━━ MATERIALS PROVIDED ━━

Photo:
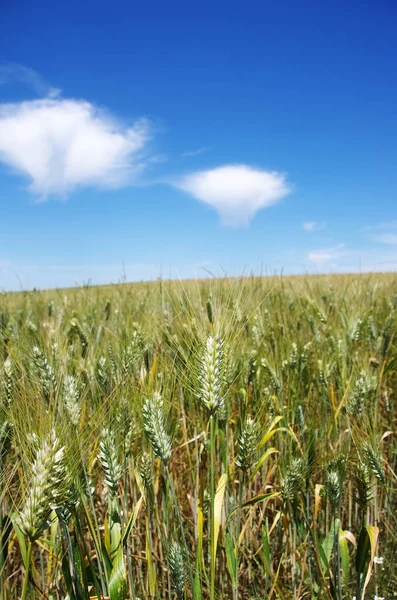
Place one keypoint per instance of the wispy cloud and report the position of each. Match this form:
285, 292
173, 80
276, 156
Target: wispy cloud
386, 225
325, 255
13, 72
385, 238
237, 192
197, 152
61, 144
313, 225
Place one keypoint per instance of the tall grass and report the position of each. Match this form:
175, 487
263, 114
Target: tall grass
216, 439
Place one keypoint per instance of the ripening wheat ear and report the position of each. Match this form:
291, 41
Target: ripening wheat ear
154, 426
210, 376
44, 492
293, 480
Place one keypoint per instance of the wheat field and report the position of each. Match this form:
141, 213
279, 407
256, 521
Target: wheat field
225, 438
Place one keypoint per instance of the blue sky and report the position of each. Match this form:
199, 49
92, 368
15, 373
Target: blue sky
170, 138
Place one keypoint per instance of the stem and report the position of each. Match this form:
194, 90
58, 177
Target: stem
175, 501
212, 514
240, 502
27, 572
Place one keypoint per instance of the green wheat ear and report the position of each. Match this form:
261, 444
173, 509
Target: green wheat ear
178, 572
45, 488
374, 463
154, 426
333, 487
110, 462
247, 445
211, 375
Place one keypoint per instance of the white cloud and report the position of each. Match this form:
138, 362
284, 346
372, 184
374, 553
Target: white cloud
326, 254
385, 238
312, 226
13, 72
62, 144
236, 192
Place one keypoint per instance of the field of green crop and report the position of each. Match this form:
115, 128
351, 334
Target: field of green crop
229, 438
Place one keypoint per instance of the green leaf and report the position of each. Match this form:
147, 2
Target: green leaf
329, 542
132, 519
344, 554
266, 550
231, 558
363, 547
118, 578
218, 501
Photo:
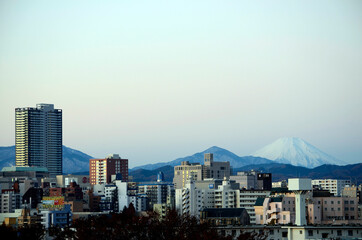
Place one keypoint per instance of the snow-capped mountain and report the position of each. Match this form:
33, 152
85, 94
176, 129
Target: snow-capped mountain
220, 155
297, 152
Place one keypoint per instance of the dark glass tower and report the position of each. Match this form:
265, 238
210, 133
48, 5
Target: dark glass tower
38, 137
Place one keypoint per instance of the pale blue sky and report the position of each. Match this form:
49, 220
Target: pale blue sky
157, 80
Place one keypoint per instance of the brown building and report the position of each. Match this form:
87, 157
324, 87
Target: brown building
71, 193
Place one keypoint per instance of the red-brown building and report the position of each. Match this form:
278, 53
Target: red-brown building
101, 170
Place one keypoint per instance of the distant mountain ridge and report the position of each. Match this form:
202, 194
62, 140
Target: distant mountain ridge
297, 152
73, 160
280, 171
220, 155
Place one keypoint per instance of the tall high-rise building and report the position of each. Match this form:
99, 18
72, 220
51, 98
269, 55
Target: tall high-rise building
101, 170
38, 137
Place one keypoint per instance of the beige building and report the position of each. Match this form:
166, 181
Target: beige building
198, 172
275, 210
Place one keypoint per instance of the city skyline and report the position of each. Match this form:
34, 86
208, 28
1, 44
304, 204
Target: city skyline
157, 81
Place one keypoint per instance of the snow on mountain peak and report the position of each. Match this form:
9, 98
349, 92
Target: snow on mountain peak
295, 151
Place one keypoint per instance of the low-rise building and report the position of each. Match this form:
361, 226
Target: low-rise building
225, 216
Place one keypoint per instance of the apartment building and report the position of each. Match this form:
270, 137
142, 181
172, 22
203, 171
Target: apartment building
334, 186
38, 137
333, 210
275, 210
198, 172
101, 170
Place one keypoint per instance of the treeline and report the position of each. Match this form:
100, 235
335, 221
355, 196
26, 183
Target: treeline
125, 225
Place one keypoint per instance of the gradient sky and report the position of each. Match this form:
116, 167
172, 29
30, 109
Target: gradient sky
157, 80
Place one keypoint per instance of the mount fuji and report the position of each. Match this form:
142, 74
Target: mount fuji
297, 152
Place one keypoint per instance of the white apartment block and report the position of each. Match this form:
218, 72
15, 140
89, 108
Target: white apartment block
247, 198
192, 198
334, 186
9, 201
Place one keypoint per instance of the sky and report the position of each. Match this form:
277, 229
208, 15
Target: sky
157, 80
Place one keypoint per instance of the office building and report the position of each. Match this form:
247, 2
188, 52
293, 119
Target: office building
38, 137
334, 186
253, 180
101, 170
198, 172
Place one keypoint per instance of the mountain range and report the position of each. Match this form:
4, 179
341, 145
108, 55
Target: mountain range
297, 152
292, 151
280, 171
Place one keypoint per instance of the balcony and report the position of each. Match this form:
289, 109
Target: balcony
274, 210
274, 217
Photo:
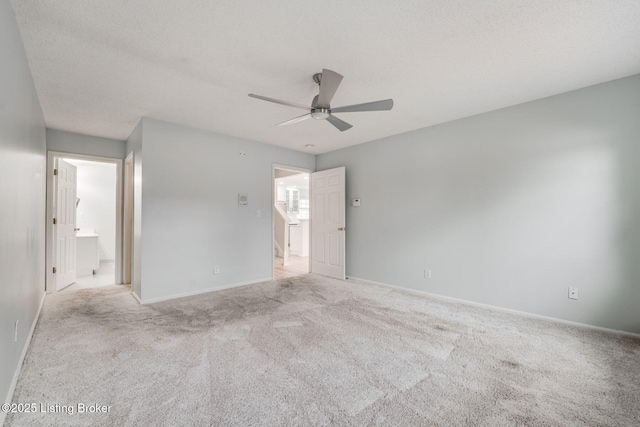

━━━

* **PROBLEM STATEMENT**:
Copy the material from the line containing "Place one keypoint per instance of the white apartment" through the end of the material, both ends included, and leave out the pictures.

* **EXPECTED OUTPUT**:
Place one keypoint per instance of the white apartment block and report the position of each. Match this form:
218, 72
15, 140
89, 108
Target: white apartment block
247, 198
192, 198
334, 186
9, 201
Place one keypoint per instance of the sky and report the position of each. Match this form:
277, 229
208, 15
Target: sky
157, 80
Place one keypoint per instance of the office building and report the position of each. Match this form:
247, 2
188, 52
293, 119
Target: office building
38, 137
334, 186
253, 180
101, 170
198, 172
Place one keypoint per instance of the mountain range and report the position of each. Match this form:
4, 179
341, 145
108, 55
Target: mountain range
297, 152
292, 151
280, 171
Place one keypoint per instance of the balcony and report the position of each. Match this form:
289, 109
Target: balcony
274, 210
274, 217
Photo:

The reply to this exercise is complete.